■ Exercise
State how many lines of the records below contain the string "driveway", with case counting. Give only the number.

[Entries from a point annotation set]

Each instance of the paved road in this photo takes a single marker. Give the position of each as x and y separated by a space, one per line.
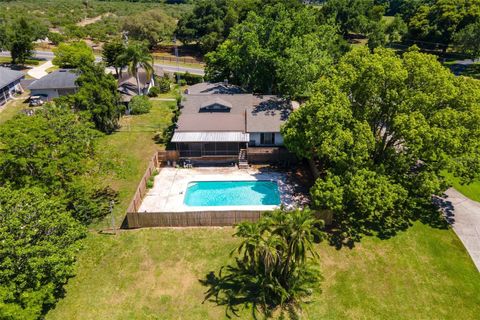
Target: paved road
40 71
464 215
47 55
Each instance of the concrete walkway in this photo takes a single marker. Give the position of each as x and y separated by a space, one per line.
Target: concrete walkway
464 215
40 71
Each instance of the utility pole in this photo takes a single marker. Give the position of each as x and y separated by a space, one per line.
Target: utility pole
176 56
112 216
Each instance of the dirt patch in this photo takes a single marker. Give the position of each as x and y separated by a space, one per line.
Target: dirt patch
87 21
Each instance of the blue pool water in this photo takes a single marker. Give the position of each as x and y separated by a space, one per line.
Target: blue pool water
232 193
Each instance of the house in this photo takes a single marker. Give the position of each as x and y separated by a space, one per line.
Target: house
9 84
127 85
221 122
58 83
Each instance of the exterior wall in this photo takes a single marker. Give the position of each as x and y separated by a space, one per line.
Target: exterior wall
7 91
212 149
51 93
255 138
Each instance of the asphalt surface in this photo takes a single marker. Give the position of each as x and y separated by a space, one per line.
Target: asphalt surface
47 55
464 216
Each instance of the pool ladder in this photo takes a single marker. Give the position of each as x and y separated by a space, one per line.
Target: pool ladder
242 159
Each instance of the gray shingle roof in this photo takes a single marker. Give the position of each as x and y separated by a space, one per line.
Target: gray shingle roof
248 113
214 88
210 137
60 79
8 76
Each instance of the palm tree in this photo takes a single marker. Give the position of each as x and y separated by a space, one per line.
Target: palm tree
137 56
276 265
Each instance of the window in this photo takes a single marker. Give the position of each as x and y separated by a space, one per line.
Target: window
267 138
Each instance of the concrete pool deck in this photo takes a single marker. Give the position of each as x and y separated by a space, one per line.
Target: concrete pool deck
170 184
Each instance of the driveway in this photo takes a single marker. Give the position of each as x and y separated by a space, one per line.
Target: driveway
40 71
465 219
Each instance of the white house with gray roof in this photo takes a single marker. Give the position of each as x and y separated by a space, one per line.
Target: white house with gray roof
9 84
58 83
218 120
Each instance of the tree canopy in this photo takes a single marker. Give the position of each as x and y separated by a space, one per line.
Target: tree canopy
439 20
381 129
73 55
276 265
153 26
97 97
279 50
38 244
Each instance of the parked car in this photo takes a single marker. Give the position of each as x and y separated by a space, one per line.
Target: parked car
37 100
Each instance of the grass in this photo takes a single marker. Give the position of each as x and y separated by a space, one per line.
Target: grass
471 191
28 62
423 273
125 153
12 108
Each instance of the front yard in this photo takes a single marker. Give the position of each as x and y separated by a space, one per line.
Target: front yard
423 273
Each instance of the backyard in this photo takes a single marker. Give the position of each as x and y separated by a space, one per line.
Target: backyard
154 273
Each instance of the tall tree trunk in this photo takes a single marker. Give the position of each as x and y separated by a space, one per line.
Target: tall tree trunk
138 81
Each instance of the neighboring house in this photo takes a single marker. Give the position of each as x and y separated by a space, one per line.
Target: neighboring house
127 85
9 84
58 83
217 120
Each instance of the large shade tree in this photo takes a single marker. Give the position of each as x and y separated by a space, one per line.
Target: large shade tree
138 57
281 49
381 129
438 20
38 244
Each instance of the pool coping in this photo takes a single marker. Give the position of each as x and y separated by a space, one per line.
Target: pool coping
172 200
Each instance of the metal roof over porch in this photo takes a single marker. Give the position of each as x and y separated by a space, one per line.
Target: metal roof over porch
210 137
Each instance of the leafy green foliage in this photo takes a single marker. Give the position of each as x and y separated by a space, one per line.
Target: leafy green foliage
20 36
152 26
139 105
113 54
48 148
357 16
163 83
38 244
380 129
268 52
439 20
275 267
97 98
73 55
138 57
467 40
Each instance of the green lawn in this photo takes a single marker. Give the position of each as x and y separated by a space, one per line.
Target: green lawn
126 153
13 107
471 191
423 273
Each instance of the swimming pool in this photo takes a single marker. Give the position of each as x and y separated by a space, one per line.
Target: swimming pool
232 193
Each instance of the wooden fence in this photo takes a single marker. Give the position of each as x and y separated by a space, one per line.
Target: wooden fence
158 160
200 218
190 219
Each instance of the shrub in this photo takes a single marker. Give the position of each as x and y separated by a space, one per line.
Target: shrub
163 83
139 105
154 92
150 183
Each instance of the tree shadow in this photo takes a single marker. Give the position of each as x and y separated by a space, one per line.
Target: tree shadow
234 290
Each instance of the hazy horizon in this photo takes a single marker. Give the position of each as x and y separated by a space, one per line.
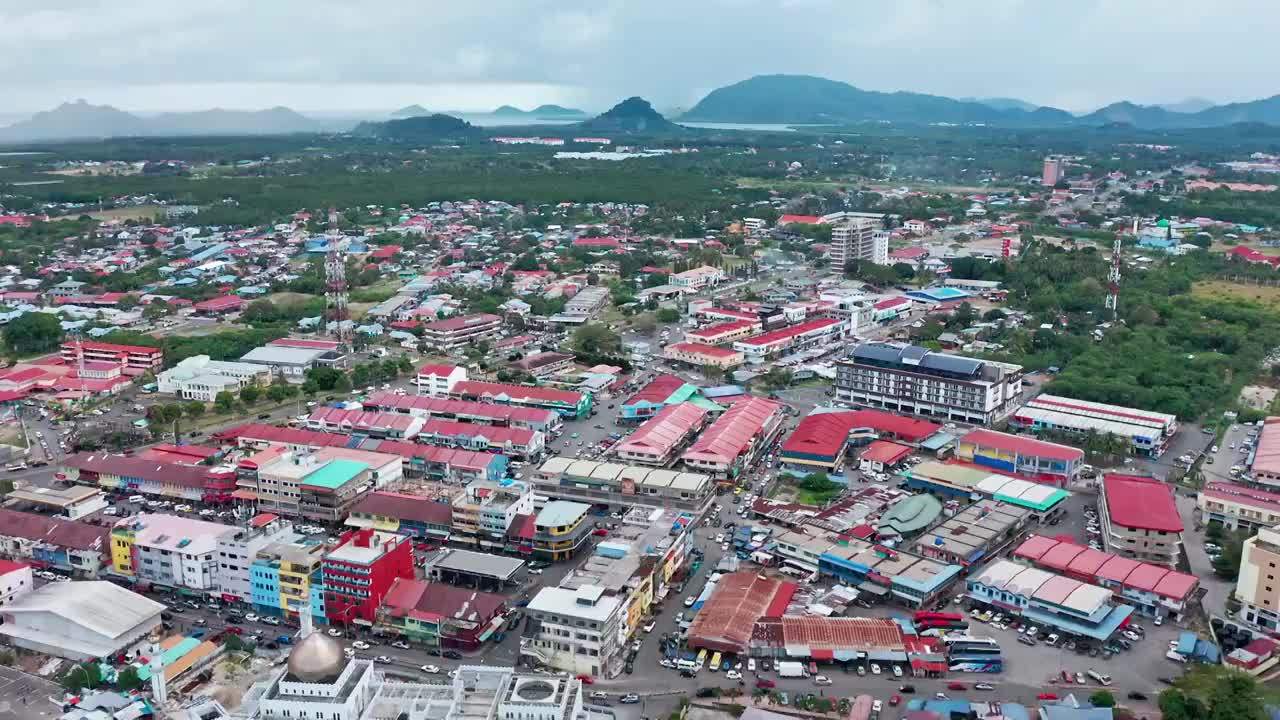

■ Expected answer
2